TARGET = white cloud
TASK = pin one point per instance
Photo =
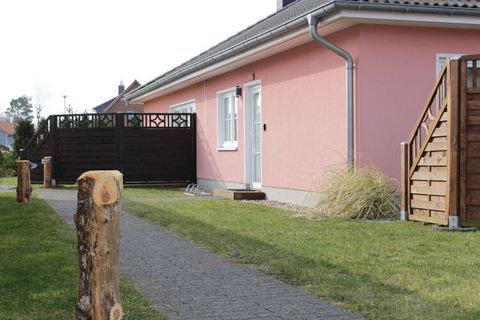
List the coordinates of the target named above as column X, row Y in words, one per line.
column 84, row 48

_AIM OF THE TASK_
Leaving the pictures out, output all of the listing exactly.

_WRITTEN SOLUTION_
TARGET = white cloud
TASK = pin one point per instance
Photo =
List the coordinates of the target named above as column X, row Y in words, one per line.
column 84, row 48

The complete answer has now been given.